━━━━━ Extracted records

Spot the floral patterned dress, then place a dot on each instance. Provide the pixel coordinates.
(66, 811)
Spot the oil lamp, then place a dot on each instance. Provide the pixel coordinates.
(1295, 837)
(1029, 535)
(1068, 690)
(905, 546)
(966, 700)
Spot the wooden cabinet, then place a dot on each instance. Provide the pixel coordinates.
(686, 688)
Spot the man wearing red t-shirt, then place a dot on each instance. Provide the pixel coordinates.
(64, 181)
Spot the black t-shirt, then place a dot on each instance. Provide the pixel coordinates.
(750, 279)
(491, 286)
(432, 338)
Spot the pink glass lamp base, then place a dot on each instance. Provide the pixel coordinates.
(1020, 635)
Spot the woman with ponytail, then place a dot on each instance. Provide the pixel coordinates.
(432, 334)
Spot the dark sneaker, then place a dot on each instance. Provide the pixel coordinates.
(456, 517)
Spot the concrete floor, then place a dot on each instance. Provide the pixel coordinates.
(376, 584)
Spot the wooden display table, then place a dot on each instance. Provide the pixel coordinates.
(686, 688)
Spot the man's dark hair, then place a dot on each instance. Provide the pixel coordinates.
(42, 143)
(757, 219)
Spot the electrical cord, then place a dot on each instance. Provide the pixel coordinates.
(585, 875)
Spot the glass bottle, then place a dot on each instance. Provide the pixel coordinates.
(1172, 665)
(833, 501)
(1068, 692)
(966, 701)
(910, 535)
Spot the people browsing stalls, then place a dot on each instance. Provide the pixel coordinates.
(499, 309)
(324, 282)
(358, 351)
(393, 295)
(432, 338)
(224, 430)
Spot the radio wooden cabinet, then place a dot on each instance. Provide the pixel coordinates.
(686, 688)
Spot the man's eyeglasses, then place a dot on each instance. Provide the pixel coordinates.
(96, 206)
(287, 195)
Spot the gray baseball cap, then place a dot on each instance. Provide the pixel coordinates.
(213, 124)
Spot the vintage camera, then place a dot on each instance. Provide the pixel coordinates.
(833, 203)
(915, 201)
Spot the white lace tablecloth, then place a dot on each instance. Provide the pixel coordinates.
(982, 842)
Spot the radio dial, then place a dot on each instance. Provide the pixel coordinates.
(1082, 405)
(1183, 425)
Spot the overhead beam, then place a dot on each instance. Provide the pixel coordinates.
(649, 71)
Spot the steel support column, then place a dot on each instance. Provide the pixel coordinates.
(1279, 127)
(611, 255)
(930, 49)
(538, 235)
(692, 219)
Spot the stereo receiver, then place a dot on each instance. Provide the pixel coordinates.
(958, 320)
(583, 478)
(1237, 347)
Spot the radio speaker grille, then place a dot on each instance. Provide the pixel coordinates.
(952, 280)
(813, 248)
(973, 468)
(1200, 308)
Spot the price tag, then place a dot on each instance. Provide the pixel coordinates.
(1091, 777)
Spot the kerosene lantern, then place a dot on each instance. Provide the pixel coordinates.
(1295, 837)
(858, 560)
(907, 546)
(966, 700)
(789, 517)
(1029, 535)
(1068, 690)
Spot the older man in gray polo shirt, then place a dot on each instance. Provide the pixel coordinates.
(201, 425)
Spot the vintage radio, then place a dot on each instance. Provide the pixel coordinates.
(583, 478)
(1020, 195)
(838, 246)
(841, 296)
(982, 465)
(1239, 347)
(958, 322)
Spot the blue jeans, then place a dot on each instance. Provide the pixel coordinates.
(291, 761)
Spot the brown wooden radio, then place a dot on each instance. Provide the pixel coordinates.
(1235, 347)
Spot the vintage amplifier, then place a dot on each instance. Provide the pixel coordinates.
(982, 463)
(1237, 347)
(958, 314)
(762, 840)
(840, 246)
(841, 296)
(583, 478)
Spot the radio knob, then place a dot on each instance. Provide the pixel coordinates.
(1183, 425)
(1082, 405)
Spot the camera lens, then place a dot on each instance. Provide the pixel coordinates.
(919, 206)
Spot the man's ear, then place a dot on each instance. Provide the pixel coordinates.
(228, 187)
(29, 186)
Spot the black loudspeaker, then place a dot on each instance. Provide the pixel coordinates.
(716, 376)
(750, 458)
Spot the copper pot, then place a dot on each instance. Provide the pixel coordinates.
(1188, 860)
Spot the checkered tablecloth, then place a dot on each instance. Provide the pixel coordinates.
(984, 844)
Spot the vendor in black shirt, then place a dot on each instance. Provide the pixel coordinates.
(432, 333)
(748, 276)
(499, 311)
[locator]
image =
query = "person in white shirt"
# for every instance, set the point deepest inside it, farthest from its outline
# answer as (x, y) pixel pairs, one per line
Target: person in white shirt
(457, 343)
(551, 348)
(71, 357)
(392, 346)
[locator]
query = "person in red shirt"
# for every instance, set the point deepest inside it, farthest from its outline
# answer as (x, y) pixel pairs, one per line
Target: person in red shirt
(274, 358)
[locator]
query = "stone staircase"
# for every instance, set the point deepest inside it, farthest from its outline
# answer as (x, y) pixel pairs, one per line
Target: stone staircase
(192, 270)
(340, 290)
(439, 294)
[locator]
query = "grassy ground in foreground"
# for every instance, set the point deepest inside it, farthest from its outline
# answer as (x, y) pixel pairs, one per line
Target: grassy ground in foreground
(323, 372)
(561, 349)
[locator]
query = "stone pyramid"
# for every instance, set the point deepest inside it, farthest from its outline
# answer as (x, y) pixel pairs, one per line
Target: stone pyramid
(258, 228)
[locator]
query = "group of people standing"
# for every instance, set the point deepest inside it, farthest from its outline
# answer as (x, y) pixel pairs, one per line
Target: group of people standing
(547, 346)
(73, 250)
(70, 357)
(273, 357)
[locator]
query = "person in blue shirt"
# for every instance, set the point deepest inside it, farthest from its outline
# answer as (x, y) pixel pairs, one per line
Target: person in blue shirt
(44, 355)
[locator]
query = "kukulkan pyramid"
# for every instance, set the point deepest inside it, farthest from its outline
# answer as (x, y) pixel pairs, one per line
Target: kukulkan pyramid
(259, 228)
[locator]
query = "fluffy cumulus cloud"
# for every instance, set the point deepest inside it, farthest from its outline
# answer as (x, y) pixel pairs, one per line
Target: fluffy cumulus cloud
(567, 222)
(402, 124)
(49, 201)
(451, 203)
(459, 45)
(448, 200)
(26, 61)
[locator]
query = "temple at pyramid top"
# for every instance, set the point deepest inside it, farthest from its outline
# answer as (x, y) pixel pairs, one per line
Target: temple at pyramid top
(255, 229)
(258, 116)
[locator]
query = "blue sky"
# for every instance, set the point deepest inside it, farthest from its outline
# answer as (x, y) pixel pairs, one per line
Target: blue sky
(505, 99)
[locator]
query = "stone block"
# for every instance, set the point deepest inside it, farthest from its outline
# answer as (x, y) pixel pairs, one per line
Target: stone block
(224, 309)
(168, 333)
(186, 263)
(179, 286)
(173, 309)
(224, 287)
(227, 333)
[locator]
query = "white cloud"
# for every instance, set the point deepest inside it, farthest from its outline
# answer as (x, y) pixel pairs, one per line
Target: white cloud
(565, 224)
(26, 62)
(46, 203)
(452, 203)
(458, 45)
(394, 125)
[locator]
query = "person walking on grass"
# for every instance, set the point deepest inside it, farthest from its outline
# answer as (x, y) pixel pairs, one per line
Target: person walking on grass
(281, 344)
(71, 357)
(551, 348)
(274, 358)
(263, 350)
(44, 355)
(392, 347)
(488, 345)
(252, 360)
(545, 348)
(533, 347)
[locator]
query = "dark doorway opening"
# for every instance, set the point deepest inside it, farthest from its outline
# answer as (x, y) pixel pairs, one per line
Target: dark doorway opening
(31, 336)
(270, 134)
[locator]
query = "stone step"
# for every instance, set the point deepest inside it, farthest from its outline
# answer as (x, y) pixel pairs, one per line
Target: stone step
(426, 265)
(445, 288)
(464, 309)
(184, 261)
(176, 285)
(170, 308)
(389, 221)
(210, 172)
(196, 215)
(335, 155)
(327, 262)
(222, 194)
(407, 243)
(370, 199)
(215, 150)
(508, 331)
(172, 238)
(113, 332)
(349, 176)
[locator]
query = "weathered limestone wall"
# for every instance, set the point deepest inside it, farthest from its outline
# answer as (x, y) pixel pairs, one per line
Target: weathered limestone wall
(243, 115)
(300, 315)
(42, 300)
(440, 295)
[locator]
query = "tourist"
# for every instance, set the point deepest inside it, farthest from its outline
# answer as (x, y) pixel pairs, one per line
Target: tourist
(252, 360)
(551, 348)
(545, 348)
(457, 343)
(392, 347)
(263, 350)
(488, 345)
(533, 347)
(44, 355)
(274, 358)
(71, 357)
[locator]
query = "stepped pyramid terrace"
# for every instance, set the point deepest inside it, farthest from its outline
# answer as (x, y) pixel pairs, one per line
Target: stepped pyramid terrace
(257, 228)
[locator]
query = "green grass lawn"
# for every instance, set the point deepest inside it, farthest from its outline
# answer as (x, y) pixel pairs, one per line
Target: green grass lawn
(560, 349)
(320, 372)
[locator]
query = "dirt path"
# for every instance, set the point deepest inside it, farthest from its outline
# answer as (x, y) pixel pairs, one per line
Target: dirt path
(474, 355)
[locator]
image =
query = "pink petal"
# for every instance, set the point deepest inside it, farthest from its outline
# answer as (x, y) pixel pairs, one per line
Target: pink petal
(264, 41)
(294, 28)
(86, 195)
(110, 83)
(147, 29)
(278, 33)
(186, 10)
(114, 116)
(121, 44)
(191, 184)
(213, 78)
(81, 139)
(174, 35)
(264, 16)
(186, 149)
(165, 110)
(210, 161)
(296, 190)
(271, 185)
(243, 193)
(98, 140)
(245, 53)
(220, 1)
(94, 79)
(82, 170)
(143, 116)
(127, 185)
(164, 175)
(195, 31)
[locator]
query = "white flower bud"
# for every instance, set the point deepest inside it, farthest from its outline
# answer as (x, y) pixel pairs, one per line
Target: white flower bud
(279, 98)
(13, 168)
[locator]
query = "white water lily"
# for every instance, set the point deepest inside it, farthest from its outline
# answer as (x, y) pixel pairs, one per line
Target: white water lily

━━━━━━━━━━

• Exercise requirements: Among the lines of the records above, count those holding the string "lily", and report only the number.

• Exercise answer: 2